• Your instructions
The data below should be copied over with complete accuracy.

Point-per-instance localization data
>>>>>

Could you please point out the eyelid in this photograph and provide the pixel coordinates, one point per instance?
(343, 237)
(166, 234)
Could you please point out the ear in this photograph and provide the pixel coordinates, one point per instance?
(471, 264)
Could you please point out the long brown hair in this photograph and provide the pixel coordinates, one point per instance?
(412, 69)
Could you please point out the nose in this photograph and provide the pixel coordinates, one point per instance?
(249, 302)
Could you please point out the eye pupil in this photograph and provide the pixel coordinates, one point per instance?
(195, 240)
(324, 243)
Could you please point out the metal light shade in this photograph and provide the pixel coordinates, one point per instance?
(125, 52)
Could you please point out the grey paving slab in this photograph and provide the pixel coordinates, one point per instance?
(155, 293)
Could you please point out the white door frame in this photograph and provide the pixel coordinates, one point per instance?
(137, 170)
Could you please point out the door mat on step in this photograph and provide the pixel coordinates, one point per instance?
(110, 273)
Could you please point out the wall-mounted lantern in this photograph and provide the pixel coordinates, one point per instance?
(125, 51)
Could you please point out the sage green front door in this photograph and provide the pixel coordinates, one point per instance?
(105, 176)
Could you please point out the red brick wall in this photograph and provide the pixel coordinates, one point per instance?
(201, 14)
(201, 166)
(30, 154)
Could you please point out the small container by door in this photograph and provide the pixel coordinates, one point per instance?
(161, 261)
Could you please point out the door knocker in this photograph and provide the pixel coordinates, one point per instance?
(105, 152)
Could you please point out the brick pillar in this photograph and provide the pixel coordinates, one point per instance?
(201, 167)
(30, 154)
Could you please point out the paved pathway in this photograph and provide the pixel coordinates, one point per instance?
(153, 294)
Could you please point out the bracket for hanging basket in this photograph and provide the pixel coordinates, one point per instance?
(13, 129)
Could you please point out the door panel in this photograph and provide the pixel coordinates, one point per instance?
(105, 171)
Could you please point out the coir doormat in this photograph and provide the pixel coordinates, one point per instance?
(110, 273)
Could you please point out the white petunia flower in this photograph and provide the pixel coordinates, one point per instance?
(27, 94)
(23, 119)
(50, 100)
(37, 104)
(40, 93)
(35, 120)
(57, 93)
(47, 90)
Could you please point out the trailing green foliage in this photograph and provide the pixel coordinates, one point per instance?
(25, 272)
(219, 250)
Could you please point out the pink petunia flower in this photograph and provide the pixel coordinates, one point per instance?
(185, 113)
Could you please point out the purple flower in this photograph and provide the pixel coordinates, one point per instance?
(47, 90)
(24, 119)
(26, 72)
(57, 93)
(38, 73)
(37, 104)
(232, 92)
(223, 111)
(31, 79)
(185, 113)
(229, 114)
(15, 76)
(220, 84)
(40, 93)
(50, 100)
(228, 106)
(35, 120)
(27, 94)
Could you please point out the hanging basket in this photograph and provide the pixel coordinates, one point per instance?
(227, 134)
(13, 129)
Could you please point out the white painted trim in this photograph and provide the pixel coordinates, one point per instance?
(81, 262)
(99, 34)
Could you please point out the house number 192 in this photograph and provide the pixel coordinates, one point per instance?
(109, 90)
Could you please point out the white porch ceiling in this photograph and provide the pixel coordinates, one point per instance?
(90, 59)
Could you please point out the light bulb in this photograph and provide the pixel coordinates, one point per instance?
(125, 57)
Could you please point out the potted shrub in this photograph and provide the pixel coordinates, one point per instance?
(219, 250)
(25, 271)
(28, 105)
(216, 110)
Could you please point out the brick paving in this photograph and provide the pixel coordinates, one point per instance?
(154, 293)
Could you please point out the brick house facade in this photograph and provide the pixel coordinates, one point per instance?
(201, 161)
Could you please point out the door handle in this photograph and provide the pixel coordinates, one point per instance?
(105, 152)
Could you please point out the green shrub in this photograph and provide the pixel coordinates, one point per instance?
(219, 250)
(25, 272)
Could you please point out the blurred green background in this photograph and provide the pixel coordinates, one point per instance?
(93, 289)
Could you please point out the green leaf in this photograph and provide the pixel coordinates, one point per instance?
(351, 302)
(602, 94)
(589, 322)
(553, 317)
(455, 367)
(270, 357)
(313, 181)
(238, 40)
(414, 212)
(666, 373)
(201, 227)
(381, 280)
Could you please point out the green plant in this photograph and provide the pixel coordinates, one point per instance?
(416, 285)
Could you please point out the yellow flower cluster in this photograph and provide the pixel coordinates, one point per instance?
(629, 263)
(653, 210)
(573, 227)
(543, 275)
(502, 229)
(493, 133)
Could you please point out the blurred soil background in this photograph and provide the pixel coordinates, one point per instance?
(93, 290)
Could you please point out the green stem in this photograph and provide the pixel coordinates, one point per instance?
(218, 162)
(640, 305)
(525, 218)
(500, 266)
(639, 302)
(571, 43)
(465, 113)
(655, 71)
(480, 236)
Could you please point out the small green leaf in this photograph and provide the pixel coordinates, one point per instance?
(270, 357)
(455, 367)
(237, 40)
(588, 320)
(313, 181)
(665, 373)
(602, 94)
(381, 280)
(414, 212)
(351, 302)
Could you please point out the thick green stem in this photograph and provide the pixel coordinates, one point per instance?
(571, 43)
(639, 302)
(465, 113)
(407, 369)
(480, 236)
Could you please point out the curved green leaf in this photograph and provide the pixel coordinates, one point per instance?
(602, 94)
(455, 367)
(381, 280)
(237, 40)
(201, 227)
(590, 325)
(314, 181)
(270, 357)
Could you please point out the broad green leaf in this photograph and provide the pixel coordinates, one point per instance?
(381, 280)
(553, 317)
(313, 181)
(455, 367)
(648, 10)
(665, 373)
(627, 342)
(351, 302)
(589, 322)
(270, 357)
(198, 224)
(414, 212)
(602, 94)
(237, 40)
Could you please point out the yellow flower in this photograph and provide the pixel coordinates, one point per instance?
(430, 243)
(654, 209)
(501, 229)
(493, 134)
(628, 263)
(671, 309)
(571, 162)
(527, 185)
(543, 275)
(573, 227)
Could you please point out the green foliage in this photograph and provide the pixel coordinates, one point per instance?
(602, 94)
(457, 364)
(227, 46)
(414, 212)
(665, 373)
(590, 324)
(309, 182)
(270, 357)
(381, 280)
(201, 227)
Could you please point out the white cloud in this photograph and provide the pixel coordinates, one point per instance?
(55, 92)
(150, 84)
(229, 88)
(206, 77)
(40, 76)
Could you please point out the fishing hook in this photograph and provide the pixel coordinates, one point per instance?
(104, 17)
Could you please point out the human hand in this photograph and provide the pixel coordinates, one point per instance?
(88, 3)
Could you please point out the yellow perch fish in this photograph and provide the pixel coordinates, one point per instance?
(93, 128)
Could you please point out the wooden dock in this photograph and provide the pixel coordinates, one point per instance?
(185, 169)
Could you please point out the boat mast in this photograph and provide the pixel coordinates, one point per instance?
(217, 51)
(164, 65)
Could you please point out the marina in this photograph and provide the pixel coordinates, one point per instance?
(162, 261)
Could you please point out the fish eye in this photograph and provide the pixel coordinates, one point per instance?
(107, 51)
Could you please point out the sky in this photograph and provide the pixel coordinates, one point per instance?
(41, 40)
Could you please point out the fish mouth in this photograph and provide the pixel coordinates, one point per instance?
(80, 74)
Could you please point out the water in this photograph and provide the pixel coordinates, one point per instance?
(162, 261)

<<<<<

• Solution to this exercise
Could you please point out the eyelid in this photograph and provide the pixel coordinates, one point per instance?
(343, 237)
(166, 234)
Could you please point out the ear in this photograph and provide the pixel coordinates, one point per instance?
(471, 264)
Could you please point out the long brown hair in this photograph and provide the pixel coordinates, one point per instance?
(412, 69)
Could you please point out the nose in this photograph and provide the pixel coordinates, one point per instance?
(249, 302)
Could you please point out the eye pupil in this photograph and provide the pixel coordinates, one point per instance?
(195, 240)
(324, 243)
Could you please point out the metal light shade in this photograph and provide the pixel coordinates, one point per instance?
(125, 52)
Could you please point out the grey paving slab in this photograph and provide the pixel coordinates, one point per instance?
(155, 293)
Could you please point out the white door frame in this photograph and provide the pixel coordinates, one point per instance?
(137, 170)
Could you please point out the door mat on step in this photograph and provide the pixel coordinates, one point per instance?
(110, 273)
Could you please point out the wall-mounted lantern in this photograph and provide the pixel coordinates, one point per instance?
(125, 51)
Could you please point out the sage green front door in this photograph and provide the pixel coordinates, one point per instance?
(105, 176)
Could you please point out the red brick wall in this photograph and provide the pixel coordinates, one point per instance?
(201, 14)
(201, 166)
(30, 154)
Could you please point out the small container by door in this photograph and provide the pixel coordinates, one point per instance?
(161, 261)
Could you please point out the door knocker in this photograph and provide the pixel coordinates, one point per instance?
(105, 152)
Could you please point out the brick pillar in this photograph and provide the pixel coordinates, one point per instance?
(201, 167)
(30, 154)
Could you please point out the paved pathway in this photograph and provide the pixel coordinates, one point per instance?
(153, 294)
Could you please point out the bracket for hanging basket in this photograph and provide the pixel coordinates, one point per instance?
(13, 129)
Could you please point out the door panel in this photograph and provide the pixel coordinates, one point per instance?
(105, 171)
Could you please point out the coir doormat in this photograph and provide the pixel coordinates, one point per instance?
(110, 273)
Could you please point out the white petunia flower in this photograph and provide the pixel coordinates, one point per instance?
(27, 94)
(23, 119)
(50, 100)
(37, 104)
(40, 93)
(35, 120)
(57, 93)
(47, 90)
Could you please point out the trailing green foliage in this photograph and provide the pixel coordinates, one point per instance?
(25, 272)
(219, 250)
Could you please point out the pink petunia flower in this photograph and provide the pixel coordinates, one point per instance?
(185, 113)
Could you please point out the purple flower in this photograph and provide the pixel coordinates, one point per instance?
(47, 90)
(24, 119)
(26, 72)
(57, 93)
(38, 73)
(37, 104)
(232, 92)
(223, 111)
(31, 79)
(185, 113)
(229, 114)
(15, 76)
(220, 84)
(40, 93)
(50, 100)
(228, 106)
(35, 120)
(27, 94)
Could you please point out the hanging basket in this photograph and provide the pixel coordinates, one point per instance?
(227, 134)
(13, 129)
Could you please point out the white painted trim in this photograph and provide the pixel coordinates, one point per instance?
(81, 262)
(99, 34)
Could you please point out the house number 192 in this photograph and provide the pixel coordinates, one point per instance?
(109, 90)
Could you please point out the white porch ceiling in this photograph and provide the pixel coordinates, one point per instance?
(90, 59)
Could you please point out the light bulb in this photograph and provide the pixel coordinates, one point per instance?
(125, 57)
Could you please point out the potted shrub in this photograph and provide the pixel coordinates, one point per instance?
(219, 250)
(25, 271)
(28, 105)
(216, 110)
Could you please point out the brick paving in this photograph and provide the pixel coordinates, one point per instance?
(154, 293)
Could you please point out the brick house facade in this photograph and provide the pixel coordinates, one point per instance?
(201, 161)
Could you please point out the door handle in this photograph and provide the pixel coordinates, one point per instance?
(105, 152)
Could you please point out the green shrub in this photograph and provide the pixel coordinates, one point per instance?
(219, 250)
(25, 272)
Could you please point out the blurred green background in this photograph and provide the pixel coordinates, one point per instance?
(93, 289)
Could you please point out the green leaf in this photograph and provide the pixel coordinates, one point per instance?
(351, 302)
(602, 94)
(589, 322)
(553, 317)
(455, 367)
(270, 357)
(313, 181)
(238, 40)
(414, 212)
(666, 373)
(201, 227)
(381, 280)
Could you please point out the green plant in this photograph and provide the pixel coordinates, one point per instance?
(416, 285)
Could you please point out the yellow flower cluster in this photograph and provide the pixel coordinates, one point per instance?
(629, 263)
(653, 210)
(573, 227)
(543, 275)
(502, 229)
(493, 133)
Could you please point out the blurred soil background in this photograph and provide the pixel coordinates, one point per instance?
(93, 290)
Could you please point out the green stem in this photograph and provide the pixel coordinates, one point per instance?
(218, 162)
(640, 305)
(525, 218)
(500, 266)
(639, 302)
(571, 43)
(465, 113)
(655, 71)
(480, 236)
Could you please point out the small green leaf in this photograph and provide the pixel coordinates, one point per instance?
(270, 357)
(455, 367)
(237, 40)
(588, 320)
(313, 181)
(665, 373)
(602, 94)
(381, 280)
(414, 212)
(351, 302)
Could you please point out the thick green stem in this photograph and provide the pixel coordinates, one point per instance?
(571, 43)
(639, 302)
(465, 113)
(407, 369)
(480, 236)
Could you please point out the curved green leaf in this photograph and provide the pixel coordinates, one point per instance?
(602, 94)
(455, 367)
(381, 280)
(237, 40)
(201, 227)
(590, 325)
(314, 181)
(270, 357)
Could you please point out the broad green leaf in this photograph and provide the pixel coordinates, one point per instance?
(381, 280)
(553, 317)
(313, 181)
(455, 367)
(648, 10)
(665, 373)
(627, 342)
(351, 302)
(589, 322)
(270, 357)
(198, 224)
(414, 212)
(602, 94)
(237, 40)
Could you please point out the yellow flower in this photograph and provide the pixel coordinates, one point per instance?
(430, 243)
(654, 209)
(501, 229)
(493, 134)
(628, 263)
(671, 309)
(571, 162)
(527, 185)
(543, 275)
(573, 227)
Could you please point out the green foliage in this photograph and provide the pixel coordinates, one point per instance?
(602, 94)
(457, 364)
(227, 46)
(414, 212)
(665, 373)
(590, 324)
(309, 182)
(270, 357)
(381, 280)
(201, 227)
Could you please point out the white cloud in this photograph and provide the pixel coordinates, one point per instance?
(55, 92)
(150, 84)
(229, 88)
(206, 77)
(40, 76)
Could you please point out the fishing hook in this photograph and provide the pixel coordinates, one point per instance?
(104, 17)
Could you please point out the human hand in this photograph and provide the pixel coordinates, one point per instance?
(88, 3)
Could you please point out the yellow perch fish in this photograph and provide the pixel coordinates, one point per instance?
(93, 128)
Could you please point out the wooden dock in this photograph and provide the pixel coordinates, one point per instance?
(185, 169)
Could you please point out the boat mast in this photograph and provide the pixel coordinates, one point per instance?
(217, 51)
(164, 65)
Could you please point out the marina in this photograph and provide the pixel coordinates, one point per instance?
(162, 261)
Could you please point out the fish eye in this photograph and provide the pixel coordinates, one point per instance?
(107, 51)
Could you please point out the sky in this photograph and provide the pixel coordinates, one point per instance?
(41, 40)
Could you please point out the fish mouth in this photograph and provide the pixel coordinates, one point per instance?
(80, 74)
Could you please point out the water in this photograph and provide the pixel coordinates, one point per instance?
(162, 261)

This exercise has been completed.